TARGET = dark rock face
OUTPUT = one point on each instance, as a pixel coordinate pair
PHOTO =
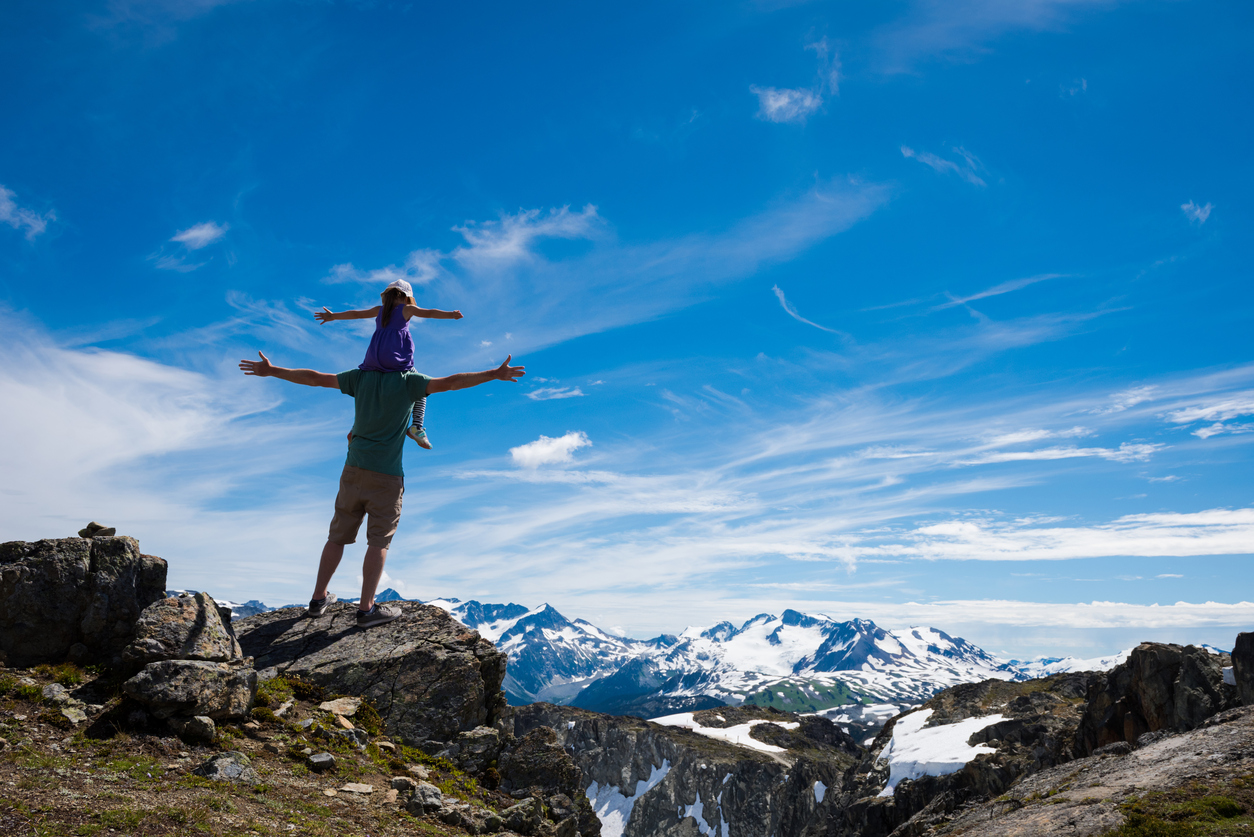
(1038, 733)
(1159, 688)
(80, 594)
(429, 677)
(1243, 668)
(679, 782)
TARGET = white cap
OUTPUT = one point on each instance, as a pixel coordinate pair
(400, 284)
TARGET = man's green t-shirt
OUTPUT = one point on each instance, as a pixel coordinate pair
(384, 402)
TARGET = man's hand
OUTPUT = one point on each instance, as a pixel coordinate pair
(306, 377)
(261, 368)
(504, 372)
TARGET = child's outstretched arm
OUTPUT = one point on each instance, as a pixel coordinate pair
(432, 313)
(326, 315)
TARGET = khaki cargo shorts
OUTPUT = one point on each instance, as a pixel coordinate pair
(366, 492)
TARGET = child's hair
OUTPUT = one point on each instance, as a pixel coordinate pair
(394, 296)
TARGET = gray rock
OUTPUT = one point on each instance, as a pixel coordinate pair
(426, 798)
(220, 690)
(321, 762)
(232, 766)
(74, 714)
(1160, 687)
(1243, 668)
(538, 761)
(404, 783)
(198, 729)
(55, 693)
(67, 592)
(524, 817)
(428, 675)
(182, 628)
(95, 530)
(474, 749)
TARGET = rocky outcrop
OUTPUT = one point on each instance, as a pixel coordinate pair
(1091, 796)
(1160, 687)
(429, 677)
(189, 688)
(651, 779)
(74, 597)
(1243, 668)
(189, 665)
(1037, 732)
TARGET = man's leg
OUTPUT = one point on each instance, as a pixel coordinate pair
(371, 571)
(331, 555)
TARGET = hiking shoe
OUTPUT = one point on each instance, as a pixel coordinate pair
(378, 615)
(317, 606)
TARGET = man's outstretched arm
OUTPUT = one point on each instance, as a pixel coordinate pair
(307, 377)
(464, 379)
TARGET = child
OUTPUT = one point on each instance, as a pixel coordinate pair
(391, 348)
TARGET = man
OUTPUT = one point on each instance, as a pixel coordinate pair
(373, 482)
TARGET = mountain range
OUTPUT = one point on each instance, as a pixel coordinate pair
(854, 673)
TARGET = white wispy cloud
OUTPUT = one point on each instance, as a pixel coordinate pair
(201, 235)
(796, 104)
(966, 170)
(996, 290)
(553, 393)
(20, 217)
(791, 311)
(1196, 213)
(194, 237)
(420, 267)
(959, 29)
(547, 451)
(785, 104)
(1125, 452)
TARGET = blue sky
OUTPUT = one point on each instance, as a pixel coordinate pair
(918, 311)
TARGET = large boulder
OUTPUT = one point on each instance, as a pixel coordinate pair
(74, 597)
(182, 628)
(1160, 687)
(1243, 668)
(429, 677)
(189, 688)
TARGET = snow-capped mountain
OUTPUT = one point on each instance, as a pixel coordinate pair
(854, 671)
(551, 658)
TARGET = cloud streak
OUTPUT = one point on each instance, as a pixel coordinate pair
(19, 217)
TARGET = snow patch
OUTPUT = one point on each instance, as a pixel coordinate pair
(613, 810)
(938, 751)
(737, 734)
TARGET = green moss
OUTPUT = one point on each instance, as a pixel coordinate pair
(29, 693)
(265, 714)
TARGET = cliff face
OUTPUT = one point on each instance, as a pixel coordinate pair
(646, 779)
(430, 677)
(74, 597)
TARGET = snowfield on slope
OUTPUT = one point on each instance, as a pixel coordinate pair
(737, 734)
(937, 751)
◆ ◆ ◆ ◆ ◆
> **Short exercise**:
Reproduce every one of the records above line for line, without changing a character, and leave the picture out.

> **Task answer**:
TARGET = dark rock face
OUTPUT = one point on each instance, as a pixel coordinate pair
PHOTO =
(1038, 733)
(1159, 688)
(80, 594)
(429, 677)
(1243, 668)
(679, 782)
TARGET = white cap
OUTPUT = one point on each instance, as a pixel coordinate pair
(400, 284)
TARGET = man's green t-shirt
OUTPUT = one point on each instance, as a pixel coordinate pair
(384, 402)
TARGET = man's hand
OUTPUT = one point on each instance, as a pixel coordinate pair
(306, 377)
(261, 368)
(504, 372)
TARGET = child's outstretched arm
OUTPUT = one point on each instance, as a pixel coordinate pair
(432, 313)
(326, 315)
TARGET = khaki cargo shorts
OUTPUT = one point on each instance, as a pixel coordinate pair
(366, 492)
TARGET = child's hair
OUTPUT = one point on each instance, as a pixel coordinate pair
(394, 296)
TARGET = gray rock
OUTPUT = one point on each instance, as a pixel coordinate pair
(426, 798)
(220, 690)
(321, 762)
(232, 766)
(74, 714)
(1160, 687)
(1243, 668)
(538, 761)
(404, 783)
(198, 729)
(55, 693)
(67, 592)
(524, 817)
(428, 675)
(182, 628)
(95, 530)
(474, 749)
TARGET = rocky outcrop
OUTPUT = one point on each instance, as a pixel coordinate pair
(1091, 796)
(1160, 687)
(429, 677)
(189, 688)
(651, 779)
(74, 597)
(1243, 668)
(189, 665)
(1037, 732)
TARGET = man's leg
OUTPUT = one point on each instance, as a pixel coordinate pair
(371, 571)
(331, 555)
TARGET = hiking shoe
OUTPUT = one point on each instance, as a pixel coordinate pair
(378, 615)
(317, 606)
TARGET = man's outstretched arm
OUTPUT = one point on each instance, as a pixel coordinate pair
(307, 377)
(464, 379)
TARGET = child
OUTPUT = one point on each instance, as a pixel coordinate pair
(391, 348)
TARGET = man
OUTPUT = one point on each instance, as a pixel coordinate pair
(373, 482)
TARGET = mountain range
OUTPUT = one point on each instance, as a pixel coordinate pair
(854, 673)
TARGET = white wispy cloud
OUTPUT = one point on each instance, as a pixel coordinate pair
(201, 235)
(796, 104)
(966, 170)
(996, 290)
(553, 393)
(20, 217)
(791, 311)
(1196, 213)
(194, 237)
(420, 267)
(959, 29)
(547, 451)
(785, 104)
(1125, 452)
TARGET = blue sky
OUTPUT = one point on each instance, as a pixel coordinate pair
(918, 311)
TARGET = large boulder
OUTPUT = one point on each instance, as a pixel coordinate pair
(74, 597)
(182, 628)
(1160, 687)
(1243, 668)
(429, 677)
(189, 688)
TARGET = snow-capped mountain
OUTPUT = one point on each instance, as a pixel coordinate pair
(854, 671)
(551, 658)
TARGET = cloud streak
OUTPUT = one point on each instance, as a pixel coordinate pair
(19, 217)
TARGET = snow patch
OUTPUT = one point on each instance, as a pixel coordinate pair
(613, 810)
(938, 751)
(737, 734)
TARGET = green moss
OUTPUT = one point on each instance, as a pixel coordinate pair
(29, 693)
(265, 714)
TARGET = cliff face
OUTPUT = one point on each instance, as a pixel coordinate pair
(646, 779)
(430, 677)
(74, 597)
TARGET = snowfield on slope
OUTPUT = one point on each instance, as a pixel coordinate pair
(737, 734)
(937, 751)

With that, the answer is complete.